## TASK INSTRUCTIONS
Count how many lines in the rows below contain the string "shoulder", where case counts, and reply with that number alone.

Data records

● ● ● ● ●

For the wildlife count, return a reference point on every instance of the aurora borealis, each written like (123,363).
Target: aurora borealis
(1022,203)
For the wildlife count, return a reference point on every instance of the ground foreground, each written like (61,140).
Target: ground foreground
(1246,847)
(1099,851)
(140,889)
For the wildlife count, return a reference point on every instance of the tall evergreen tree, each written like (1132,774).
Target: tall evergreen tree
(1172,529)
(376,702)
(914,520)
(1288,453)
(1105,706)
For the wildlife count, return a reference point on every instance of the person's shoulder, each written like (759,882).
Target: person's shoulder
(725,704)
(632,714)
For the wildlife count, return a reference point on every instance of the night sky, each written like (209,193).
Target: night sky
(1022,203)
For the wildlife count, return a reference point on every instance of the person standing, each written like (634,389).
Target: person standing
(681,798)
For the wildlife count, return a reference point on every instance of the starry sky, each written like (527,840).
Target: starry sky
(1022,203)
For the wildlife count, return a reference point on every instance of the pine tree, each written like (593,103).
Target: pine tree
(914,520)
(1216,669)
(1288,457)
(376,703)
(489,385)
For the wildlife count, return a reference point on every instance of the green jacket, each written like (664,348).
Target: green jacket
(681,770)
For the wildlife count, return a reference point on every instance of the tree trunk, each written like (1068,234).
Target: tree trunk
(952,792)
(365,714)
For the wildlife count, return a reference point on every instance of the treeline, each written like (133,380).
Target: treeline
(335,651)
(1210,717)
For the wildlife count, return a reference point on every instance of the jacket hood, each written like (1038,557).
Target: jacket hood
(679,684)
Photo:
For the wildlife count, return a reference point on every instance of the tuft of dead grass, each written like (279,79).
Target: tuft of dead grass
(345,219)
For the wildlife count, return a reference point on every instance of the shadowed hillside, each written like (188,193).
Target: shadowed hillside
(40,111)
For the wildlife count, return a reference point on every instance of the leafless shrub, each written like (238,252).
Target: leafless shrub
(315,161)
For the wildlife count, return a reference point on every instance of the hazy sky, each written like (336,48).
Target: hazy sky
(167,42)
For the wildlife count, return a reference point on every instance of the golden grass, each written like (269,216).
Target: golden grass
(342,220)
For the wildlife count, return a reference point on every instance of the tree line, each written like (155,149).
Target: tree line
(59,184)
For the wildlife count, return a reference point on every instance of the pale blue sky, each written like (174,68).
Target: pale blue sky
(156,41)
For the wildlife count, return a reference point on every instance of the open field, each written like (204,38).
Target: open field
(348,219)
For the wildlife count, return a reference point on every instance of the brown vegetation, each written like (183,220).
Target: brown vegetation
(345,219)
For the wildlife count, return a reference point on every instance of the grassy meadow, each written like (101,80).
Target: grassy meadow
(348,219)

● ● ● ● ●

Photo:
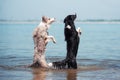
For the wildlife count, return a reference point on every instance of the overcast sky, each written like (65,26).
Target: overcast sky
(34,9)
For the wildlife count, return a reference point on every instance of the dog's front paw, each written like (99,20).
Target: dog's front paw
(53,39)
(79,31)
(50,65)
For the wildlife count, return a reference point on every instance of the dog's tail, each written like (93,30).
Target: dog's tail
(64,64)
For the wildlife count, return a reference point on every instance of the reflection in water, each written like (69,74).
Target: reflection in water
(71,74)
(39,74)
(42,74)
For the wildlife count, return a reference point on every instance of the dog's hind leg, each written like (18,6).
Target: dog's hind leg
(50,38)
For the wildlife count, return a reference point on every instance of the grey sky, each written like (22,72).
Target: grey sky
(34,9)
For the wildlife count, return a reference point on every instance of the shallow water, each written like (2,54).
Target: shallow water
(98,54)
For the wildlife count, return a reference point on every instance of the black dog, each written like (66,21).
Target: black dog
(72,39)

● ● ● ● ●

## OUTPUT FOR THIS EXERCISE
2